* [Data in this exercise]:

####################

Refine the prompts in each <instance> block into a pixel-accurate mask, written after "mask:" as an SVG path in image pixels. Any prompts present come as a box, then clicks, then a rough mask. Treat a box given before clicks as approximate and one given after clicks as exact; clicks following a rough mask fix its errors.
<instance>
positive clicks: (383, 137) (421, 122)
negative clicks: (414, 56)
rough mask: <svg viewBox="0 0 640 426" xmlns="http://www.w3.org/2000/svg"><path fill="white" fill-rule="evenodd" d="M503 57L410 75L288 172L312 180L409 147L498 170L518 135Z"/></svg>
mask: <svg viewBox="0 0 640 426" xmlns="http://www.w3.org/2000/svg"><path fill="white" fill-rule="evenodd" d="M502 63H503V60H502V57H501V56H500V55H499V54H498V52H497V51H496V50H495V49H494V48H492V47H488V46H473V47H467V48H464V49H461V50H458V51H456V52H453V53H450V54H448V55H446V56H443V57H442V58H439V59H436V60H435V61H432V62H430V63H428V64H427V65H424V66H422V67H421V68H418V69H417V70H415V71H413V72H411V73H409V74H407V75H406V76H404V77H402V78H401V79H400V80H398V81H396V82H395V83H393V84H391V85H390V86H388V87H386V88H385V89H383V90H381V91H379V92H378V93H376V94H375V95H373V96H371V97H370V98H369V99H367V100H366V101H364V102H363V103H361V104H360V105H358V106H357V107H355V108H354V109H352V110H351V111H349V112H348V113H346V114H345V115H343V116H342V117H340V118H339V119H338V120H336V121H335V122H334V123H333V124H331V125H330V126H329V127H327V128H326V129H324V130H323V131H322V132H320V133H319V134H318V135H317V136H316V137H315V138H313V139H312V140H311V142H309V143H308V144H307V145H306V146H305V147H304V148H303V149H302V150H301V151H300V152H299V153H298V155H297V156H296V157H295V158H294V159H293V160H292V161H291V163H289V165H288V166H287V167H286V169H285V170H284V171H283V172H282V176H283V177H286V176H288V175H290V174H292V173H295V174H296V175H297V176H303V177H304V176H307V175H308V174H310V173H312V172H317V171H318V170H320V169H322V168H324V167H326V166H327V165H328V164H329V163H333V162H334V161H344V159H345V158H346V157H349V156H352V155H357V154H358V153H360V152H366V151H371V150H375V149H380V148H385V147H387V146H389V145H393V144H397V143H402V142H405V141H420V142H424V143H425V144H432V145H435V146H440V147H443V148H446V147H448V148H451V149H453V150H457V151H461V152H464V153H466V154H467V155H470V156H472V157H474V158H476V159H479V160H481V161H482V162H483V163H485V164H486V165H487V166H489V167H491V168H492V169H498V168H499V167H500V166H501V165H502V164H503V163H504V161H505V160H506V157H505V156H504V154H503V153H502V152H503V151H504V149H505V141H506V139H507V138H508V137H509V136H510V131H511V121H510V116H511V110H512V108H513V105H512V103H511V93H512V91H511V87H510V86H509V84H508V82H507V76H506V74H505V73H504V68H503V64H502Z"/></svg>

####################

* [Exercise requirements]: Return every line of the data above in which "clicks" appears.

* [Your solution]:
Refine the prompts in each <instance> block into a pixel-accurate mask, written after "mask:" as an SVG path in image pixels. Any prompts present come as a box, then clicks, then a rough mask. Treat a box given before clicks as approximate and one given after clicks as exact; clicks following a rough mask fix its errors.
positive clicks: (383, 137) (421, 122)
negative clicks: (414, 56)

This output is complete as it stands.